### WORK INSTRUCTIONS:
1. Duplicate the stretch of the passage on healthy beverages from "Diet soft drinks, sugar-free" through "soft drink consumers.", word for word.
2. Write the next part of the passage on healthy beverages, picking up right after its final sentence.

### EXCERPTED PASSAGE:

********

I don’t believe in creating dietary taboos — lists of foods you should never consume. And I see no more reason to ban specific beverages than particular foods. However, some drinks are clearly better choices than others. The healthiest and most exercise-supportive options may be consumed liberally while the least healthy should have a very small place in your diet, if any.

Water while there are no prohibited beverages there is one must-have beverage, and that is, of course, water. While you can get the water you need from other beverages and from fruits and vegetables, the best source is plain water.

Tea provides water for hydration plus healthy antioxidants and caffeine, which has proven benefits ranging from improved mood state to enhanced exercise performance. Regular tea drinkers have a significantly lower risk of heart disease than the general population, thanks to the polyphenols in tea.

Fruit juice is controversial. Some argue that even 100 percent fruit juices are bad because they are high in sugar. Others argue that fruit juices are good because they are natural and full of vitamins, minerals, and phytonutrients. I lean toward siding with the defenders of fruit juice. There is no evidence that 100 percent fruit juice is associated with weight gain. But because fruit juice provides a lot of calories without a lot of satiety, it’s best to drink it in moderation — say, two glasses a day or less.

Coffee – Google the phrase “coffee study” and you will be presented with many links to stories about studies demonstrating health benefits of drinking coffee, from lower risk of type 2 diabetes to increased longevity. Coffee is good for you. Still, those who drink it in very large amounts often become dependent and cannot maintain alertness and productivity without it, so “moderation” is the watchword. Consider three cups a day an upper limit.

Diet soft drinks, sugar-free or “diet” soft drinks are better than regular soft drinks because they have no sugar and no calories. However, they are worse than the previous beverages in this list because they contain artificial ingredients whose potential long-term health effects are unknown and because diet soft drink consumers are just as likely to be overweight as regular soft drink consumers.

Wine is often praised for the healthfulness of its antioxidants, but its alcohol is also good for you. That’s why studies have shown that regular moderate alcohol consumption provides health benefits such as reduced heart disease risk, regardless of the type of alcohol consumed. All those positives turn into negatives, though, when alcohol is consumed in excess, even occasionally, so keep it to a drink or two (wine, beer, whatever) a day.

********

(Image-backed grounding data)

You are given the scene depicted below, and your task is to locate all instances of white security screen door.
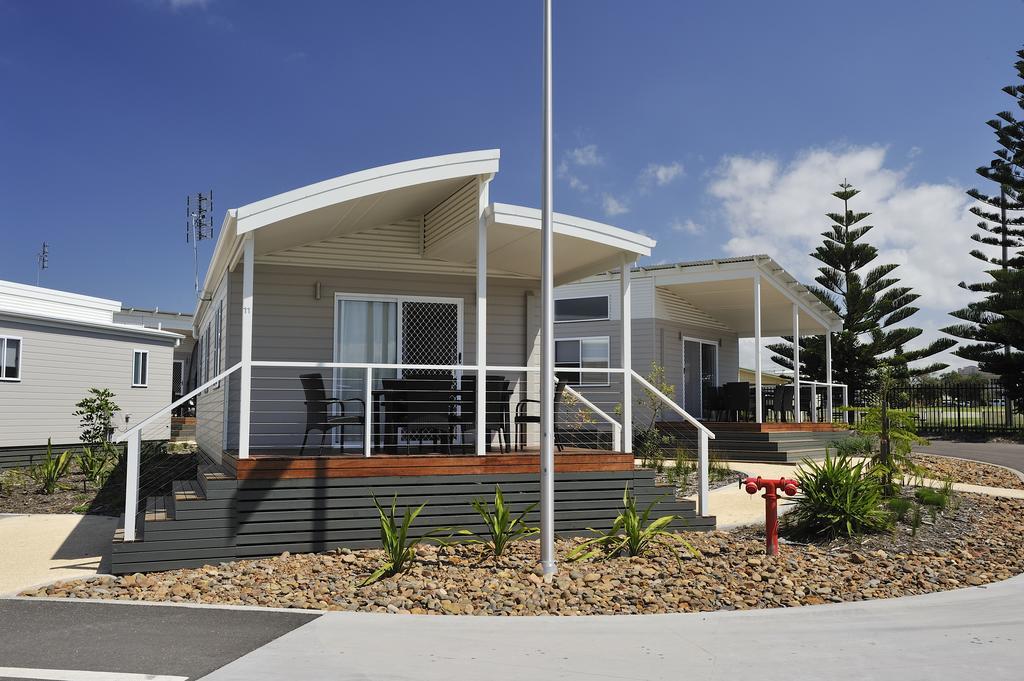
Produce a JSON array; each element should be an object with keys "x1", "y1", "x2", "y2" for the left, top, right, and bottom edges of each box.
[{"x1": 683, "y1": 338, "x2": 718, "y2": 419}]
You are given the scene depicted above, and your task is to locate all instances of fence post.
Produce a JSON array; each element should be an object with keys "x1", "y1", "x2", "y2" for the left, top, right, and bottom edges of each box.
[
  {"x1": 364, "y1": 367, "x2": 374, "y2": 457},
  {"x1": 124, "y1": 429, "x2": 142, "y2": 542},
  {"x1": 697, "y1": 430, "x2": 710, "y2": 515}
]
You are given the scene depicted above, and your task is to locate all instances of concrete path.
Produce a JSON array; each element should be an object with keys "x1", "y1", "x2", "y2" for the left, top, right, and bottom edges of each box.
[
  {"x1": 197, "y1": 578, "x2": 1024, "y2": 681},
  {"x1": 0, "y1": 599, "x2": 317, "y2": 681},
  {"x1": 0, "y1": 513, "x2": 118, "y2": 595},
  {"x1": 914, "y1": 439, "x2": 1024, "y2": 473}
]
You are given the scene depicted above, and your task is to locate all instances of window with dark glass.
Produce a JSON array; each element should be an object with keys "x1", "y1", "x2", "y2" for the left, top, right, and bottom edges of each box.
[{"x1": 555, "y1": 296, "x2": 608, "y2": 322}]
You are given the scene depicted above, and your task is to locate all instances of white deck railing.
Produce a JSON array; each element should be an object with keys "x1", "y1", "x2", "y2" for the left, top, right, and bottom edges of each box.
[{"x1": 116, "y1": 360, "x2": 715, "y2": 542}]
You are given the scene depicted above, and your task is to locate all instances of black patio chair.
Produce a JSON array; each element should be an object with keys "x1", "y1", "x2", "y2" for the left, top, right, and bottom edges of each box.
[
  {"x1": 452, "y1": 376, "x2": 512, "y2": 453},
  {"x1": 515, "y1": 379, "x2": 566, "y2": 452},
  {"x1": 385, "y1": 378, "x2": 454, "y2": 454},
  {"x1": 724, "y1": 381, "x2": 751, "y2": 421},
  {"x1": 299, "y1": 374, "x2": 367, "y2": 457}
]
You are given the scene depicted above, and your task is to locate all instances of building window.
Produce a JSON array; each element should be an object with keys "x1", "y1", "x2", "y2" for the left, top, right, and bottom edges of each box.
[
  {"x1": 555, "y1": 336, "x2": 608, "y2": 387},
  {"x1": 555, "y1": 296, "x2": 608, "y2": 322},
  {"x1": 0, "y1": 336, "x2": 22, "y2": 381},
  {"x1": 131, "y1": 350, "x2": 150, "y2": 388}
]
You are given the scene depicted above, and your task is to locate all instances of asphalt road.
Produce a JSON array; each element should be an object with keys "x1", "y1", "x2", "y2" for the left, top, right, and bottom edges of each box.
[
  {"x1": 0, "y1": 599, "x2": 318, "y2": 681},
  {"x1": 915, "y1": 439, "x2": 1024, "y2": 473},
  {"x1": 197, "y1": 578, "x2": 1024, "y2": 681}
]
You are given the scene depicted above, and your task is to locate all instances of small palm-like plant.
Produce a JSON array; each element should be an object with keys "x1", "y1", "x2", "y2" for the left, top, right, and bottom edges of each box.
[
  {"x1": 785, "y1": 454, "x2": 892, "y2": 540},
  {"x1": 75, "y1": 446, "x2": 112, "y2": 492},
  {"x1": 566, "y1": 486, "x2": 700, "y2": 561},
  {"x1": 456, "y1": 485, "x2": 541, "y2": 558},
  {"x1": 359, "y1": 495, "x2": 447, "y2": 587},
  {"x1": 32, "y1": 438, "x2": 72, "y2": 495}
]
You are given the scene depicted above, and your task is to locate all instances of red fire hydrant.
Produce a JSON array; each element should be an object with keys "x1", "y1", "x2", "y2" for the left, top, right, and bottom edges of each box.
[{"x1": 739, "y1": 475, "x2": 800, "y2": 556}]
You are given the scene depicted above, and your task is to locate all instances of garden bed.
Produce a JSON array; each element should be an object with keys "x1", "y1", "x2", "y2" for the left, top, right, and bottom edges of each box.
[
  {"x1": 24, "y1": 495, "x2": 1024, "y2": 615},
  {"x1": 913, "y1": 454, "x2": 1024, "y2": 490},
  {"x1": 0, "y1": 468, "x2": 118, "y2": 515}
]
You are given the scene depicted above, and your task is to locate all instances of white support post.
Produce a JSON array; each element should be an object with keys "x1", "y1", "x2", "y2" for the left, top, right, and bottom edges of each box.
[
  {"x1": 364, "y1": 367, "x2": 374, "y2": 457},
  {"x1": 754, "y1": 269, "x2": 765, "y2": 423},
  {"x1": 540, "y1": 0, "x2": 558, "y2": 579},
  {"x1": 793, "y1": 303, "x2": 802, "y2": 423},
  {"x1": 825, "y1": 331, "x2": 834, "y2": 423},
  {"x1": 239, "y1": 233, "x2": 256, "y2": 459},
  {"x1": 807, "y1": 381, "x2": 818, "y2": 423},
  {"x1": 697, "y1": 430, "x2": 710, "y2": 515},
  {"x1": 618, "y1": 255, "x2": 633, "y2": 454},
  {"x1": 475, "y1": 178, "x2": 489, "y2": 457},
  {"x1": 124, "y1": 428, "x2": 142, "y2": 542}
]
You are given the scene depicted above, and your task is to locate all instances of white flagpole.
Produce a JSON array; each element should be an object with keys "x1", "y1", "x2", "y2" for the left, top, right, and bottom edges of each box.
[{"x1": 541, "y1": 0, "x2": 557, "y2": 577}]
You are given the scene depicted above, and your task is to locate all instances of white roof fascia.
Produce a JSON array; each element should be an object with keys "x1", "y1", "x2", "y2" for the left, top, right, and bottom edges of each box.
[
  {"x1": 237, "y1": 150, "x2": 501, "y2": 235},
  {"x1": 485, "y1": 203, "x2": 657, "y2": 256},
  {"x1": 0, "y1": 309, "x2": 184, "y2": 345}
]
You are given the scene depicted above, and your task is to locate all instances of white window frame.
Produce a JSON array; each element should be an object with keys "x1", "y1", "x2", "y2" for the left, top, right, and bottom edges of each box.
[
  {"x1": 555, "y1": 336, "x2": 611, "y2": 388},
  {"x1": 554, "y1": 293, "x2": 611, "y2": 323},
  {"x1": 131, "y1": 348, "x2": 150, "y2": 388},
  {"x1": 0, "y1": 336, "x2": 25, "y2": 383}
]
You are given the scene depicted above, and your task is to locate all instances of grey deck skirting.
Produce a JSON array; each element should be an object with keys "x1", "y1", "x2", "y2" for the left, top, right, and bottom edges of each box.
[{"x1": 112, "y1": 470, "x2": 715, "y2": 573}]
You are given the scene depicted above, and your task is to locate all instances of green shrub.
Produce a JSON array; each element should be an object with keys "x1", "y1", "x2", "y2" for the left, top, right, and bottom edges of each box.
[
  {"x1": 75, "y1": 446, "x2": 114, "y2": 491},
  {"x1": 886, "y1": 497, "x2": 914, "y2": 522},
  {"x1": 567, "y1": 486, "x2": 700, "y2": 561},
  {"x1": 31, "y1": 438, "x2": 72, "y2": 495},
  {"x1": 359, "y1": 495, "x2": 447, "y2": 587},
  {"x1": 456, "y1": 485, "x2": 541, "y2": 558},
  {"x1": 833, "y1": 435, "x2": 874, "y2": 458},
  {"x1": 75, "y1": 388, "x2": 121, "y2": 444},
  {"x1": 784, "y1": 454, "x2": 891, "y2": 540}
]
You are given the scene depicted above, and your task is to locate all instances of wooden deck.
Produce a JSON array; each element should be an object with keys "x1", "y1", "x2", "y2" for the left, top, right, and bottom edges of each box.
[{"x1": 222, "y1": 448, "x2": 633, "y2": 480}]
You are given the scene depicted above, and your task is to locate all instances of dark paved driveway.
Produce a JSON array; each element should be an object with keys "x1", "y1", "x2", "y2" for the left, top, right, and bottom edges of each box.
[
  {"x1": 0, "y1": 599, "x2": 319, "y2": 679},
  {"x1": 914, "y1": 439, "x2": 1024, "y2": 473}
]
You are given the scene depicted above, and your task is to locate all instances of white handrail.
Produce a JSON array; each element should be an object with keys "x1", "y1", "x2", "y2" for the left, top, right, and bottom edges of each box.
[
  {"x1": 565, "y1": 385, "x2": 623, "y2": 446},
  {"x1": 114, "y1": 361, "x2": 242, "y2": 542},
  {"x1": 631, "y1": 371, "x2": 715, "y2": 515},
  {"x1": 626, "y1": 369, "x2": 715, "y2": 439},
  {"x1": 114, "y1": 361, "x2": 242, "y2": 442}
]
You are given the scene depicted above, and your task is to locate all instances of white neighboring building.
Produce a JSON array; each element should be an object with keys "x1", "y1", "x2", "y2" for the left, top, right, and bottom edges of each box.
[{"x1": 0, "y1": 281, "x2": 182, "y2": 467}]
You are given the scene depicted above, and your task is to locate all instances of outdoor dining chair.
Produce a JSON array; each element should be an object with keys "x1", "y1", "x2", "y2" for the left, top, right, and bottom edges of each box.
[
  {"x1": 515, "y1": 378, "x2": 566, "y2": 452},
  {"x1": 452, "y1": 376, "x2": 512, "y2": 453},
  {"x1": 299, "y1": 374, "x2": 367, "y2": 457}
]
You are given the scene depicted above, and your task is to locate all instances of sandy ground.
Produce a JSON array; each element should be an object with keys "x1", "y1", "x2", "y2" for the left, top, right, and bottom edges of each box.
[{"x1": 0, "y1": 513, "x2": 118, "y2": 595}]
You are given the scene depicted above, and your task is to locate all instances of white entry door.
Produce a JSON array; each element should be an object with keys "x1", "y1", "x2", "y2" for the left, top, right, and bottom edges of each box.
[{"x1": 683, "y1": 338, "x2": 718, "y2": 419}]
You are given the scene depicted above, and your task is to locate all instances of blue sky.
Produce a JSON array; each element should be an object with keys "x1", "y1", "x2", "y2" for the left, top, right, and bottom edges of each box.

********

### ANSWERS TO THE PROBLEMS:
1.
Diet soft drinks, sugar-free or “diet” soft drinks are better than regular soft drinks because they have no sugar and no calories. However, they are worse than the previous beverages in this list because they contain artificial ingredients whose potential long-term health effects are unknown and because diet soft drink consumers are just as likely to be overweight as regular soft drink consumers.

2.
Milk consumption has declined drastically in the past 30 years as soft drink consumption has increased. The rise in obesity has paralleled this shift. The fact that as a nation we were leanest when we drank the most milk is pretty good evidence that milk need not make you fat. And it’s a good source of protein, calcium and other good stuff. Milk is very calorically dense, so I wouldn’t recommend having it with every meal, but almost no one even wants to anymore. As long as you limit your milk consumption to one or two cups a day and limit the amount of saturated fat in the rest of your diet, it doesn’t matter much whether you drink skim, low fat, reduced fat, or whole milk (which is high in saturated fat).

Energy drinks are just soft drinks by another name and should be eschewed for the same reasons.

Sports Drinks – The sugars and high-glycemic carbs in sports drinks are just what your body needs for maximum performance in workouts and races. They are not what your body needs at any other time of day. When not required for immediate use by the muscles, those sugars and carbs will be quickly converted to fat and stored in adipose tissue. Keep your sports drink consumption to a minimum outside of workouts. For more how sports drinks should fit into your diet, check out The Straight Dope On Sugar In Sports Drinks.

Soft drinks are high in sugar that, as mentioned earlier, is readily converted to body fat when consumed at times of inactivity. Carbonated sports drinks also contain phosphates that leech calcium from bones. For these reasons they should have a very small place in your diet.